DOCUMENT TEXT:
* * * * *

The list on the white sparkling, Balade Minérale, is only marginally shorter: Chardonnay and Pecorino grape juice, water infusion (water, oak, oyster shells), water, water kefir, gooseberry juice, seawater, alcohol tincture (water, alcohol, vine leaves, dulse, Fucus Serratus, lemon verbena, blackcurrant leaves, Douglas fir needles). In the current release, the base will be Müller-Thurgau and Bacchus from Kitzingen.

My first association is briefly vanilla. I have to laugh because of all things vanilla isn’t on the ingredients list. It feels cool and mineral, and in direct comparison to the red, more on the grapey side. When you drink it there’s real drive behind it. The acidity slams, pulls at the cheeks, and is then replaced by structure and salinity. Of course I know oyster shells had contact with what I’m drinking, and if you have that in your head, you might automatically taste it. But in fact we’ve had wines that tasted more like the sea. What may be missing is that slightly iodine note of a real sea breeze. What it shares with the red is that every sip, every smell stays interesting. It doesn’t run out of story so quickly. The acidity is too pointed for me. But, as so often, the other person sees it differently. And opinions really diverge once you shake the bottle. It turns properly cloudy: less fruit, more structure, more texture. Across the table there is lots of love for this. I go back to the red.

* * * * *

DATA PROVIDED:
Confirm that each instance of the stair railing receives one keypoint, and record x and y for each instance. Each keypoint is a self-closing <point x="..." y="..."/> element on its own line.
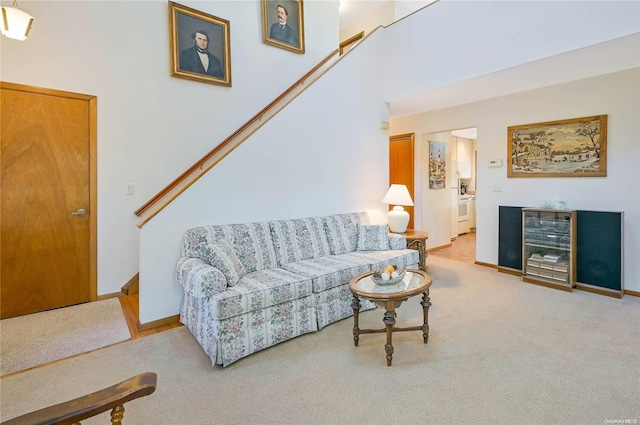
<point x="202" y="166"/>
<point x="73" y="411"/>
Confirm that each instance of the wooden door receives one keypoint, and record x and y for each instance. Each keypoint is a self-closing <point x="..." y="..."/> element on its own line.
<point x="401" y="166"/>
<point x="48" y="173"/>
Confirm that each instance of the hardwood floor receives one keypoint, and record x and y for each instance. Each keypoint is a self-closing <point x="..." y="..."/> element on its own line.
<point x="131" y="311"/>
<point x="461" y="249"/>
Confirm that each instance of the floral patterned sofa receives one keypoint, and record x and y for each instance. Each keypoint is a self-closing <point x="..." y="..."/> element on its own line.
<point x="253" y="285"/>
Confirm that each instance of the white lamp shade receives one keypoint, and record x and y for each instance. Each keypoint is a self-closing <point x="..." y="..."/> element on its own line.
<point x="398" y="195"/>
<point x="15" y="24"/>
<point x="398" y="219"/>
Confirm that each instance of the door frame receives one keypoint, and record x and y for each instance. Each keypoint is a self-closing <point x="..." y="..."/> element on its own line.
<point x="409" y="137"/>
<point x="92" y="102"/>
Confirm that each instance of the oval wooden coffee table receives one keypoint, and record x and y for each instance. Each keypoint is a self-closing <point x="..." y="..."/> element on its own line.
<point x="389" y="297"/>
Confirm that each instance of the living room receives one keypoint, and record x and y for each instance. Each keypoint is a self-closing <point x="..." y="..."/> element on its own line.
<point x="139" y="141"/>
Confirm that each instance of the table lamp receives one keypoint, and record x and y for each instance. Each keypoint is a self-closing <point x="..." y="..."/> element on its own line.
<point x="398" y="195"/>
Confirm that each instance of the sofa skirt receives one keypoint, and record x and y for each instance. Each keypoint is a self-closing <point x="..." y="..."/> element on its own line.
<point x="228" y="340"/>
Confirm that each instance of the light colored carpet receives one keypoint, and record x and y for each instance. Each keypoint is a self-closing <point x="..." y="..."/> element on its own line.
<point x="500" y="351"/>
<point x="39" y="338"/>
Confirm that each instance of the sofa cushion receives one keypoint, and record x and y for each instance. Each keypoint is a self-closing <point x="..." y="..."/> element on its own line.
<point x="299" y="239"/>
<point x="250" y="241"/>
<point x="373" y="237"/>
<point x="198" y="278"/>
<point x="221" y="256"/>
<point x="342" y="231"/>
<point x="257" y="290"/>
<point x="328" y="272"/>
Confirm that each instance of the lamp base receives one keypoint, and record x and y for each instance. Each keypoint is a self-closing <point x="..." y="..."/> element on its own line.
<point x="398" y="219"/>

* * * * *

LIST OF TASKS:
a. From the tasting note on the Balade Minérale, output the passage from "The list on" to "Bacchus from Kitzingen." word for word.
b. According to the tasting note on the Balade Minérale, which grape varieties form the base of the current release?

WORKED ANSWERS:
a.
The list on the white sparkling, Balade Minérale, is only marginally shorter: Chardonnay and Pecorino grape juice, water infusion (water, oak, oyster shells), water, water kefir, gooseberry juice, seawater, alcohol tincture (water, alcohol, vine leaves, dulse, Fucus Serratus, lemon verbena, blackcurrant leaves, Douglas fir needles). In the current release, the base will be Müller-Thurgau and Bacchus from Kitzingen.

b. Müller-Thurgau and Bacchus from Kitzingen.